__DATA SECTION__
---
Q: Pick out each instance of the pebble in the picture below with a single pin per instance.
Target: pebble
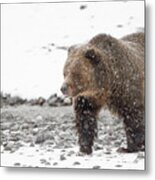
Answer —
(118, 165)
(55, 163)
(76, 163)
(17, 164)
(67, 101)
(9, 146)
(25, 126)
(96, 167)
(42, 136)
(62, 157)
(39, 118)
(70, 153)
---
Please repeat every item above line for line, without changing anything, and leave the pictures out.

__RESPONSE BELOW__
Q: Pick out each instance of the pebble in the picture below with a single pin per instance.
Target: pebble
Answer —
(118, 165)
(55, 163)
(76, 163)
(17, 164)
(67, 101)
(9, 146)
(25, 126)
(96, 167)
(42, 136)
(62, 157)
(39, 118)
(70, 153)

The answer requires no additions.